The full set of entries below, restated word for word and stripped of images, is the expected result.

[Point localization data]
--------------------------------
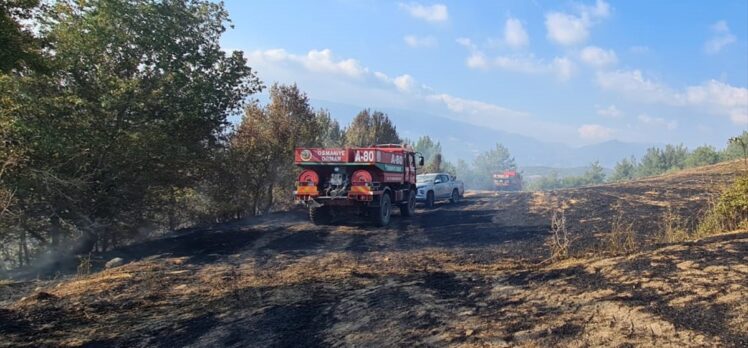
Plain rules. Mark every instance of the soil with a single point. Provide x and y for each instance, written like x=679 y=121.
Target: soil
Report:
x=468 y=274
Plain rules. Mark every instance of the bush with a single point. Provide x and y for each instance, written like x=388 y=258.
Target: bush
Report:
x=730 y=212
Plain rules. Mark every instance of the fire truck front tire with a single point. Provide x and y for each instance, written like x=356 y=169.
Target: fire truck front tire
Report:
x=430 y=199
x=320 y=215
x=381 y=215
x=408 y=209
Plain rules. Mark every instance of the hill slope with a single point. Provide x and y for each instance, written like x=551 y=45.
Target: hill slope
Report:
x=463 y=275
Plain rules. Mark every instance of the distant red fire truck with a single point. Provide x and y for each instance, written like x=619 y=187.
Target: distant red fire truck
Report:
x=509 y=180
x=365 y=180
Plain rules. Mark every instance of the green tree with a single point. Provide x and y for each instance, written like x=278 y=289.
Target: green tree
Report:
x=702 y=156
x=734 y=149
x=20 y=48
x=594 y=175
x=432 y=154
x=624 y=170
x=329 y=134
x=136 y=104
x=370 y=128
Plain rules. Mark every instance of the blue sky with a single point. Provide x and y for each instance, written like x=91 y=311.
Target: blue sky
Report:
x=576 y=72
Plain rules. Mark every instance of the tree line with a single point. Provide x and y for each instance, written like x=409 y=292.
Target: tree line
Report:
x=655 y=161
x=114 y=123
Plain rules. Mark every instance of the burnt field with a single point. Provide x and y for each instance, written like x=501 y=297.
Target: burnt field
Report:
x=468 y=274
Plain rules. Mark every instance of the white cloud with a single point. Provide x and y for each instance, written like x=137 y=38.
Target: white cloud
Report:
x=598 y=57
x=721 y=98
x=573 y=29
x=515 y=34
x=416 y=41
x=639 y=49
x=314 y=60
x=468 y=106
x=721 y=37
x=714 y=96
x=324 y=76
x=610 y=111
x=566 y=29
x=404 y=83
x=433 y=13
x=466 y=42
x=658 y=122
x=634 y=84
x=562 y=67
x=594 y=132
x=476 y=60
--------------------------------
* _ANSWER SPACE_:
Plain rules. Mark every instance of the soil with a single point. Provide x and y for each instance, written like x=679 y=121.
Target: soil
Report:
x=468 y=274
Plain rules. Mark every instance of the bush with a single point. Provide x and y for each instance, written like x=388 y=258.
Target: bush
Report:
x=730 y=212
Plain rules. Mark every instance of the fire truck front tire with a single point. Provide x and y for each instance, written like x=356 y=169.
Target: fire truck front tire
Report:
x=430 y=199
x=320 y=215
x=381 y=215
x=408 y=209
Plain rules. Mark every instance of the hill slope with a single point. Provide x and y for each instance, written like x=551 y=45.
Target: hill slope
Report:
x=463 y=275
Plain rules. Mark every instance of the distant red fire truck with a single point. Provide x and y for each instance, written like x=619 y=187.
Target: distant red fire truck
Report:
x=509 y=180
x=365 y=180
Plain rules. Mark every instance of the green tree with a single point. Provide x and y for each instance, written like x=278 y=289.
Target: green tree
Report:
x=702 y=156
x=734 y=149
x=20 y=48
x=594 y=175
x=432 y=154
x=624 y=170
x=329 y=134
x=136 y=104
x=370 y=128
Plain rules. Mark every instance of the blue sky with a single point. Provide x and y for each instance, written like x=91 y=311.
Target: blue sky
Report:
x=576 y=72
Plain rules. Mark every instance of the tree line with a single point. Provide x and y for each instance, written like x=409 y=292.
Target: tree line
Report:
x=655 y=161
x=114 y=123
Plain rules. Mark every instance of the burnt field with a single point. Provide x and y for each instance, written like x=501 y=297.
Target: burnt field
Report:
x=468 y=274
Plain rules. Mark every instance of the white cloud with a single point. Provide x and y for each instance, written like x=137 y=38.
Target: white cloud
Report:
x=598 y=57
x=721 y=98
x=573 y=29
x=515 y=34
x=416 y=41
x=639 y=49
x=314 y=60
x=468 y=106
x=721 y=37
x=714 y=96
x=324 y=76
x=610 y=111
x=566 y=29
x=404 y=83
x=433 y=13
x=466 y=42
x=658 y=122
x=634 y=84
x=562 y=67
x=594 y=132
x=476 y=60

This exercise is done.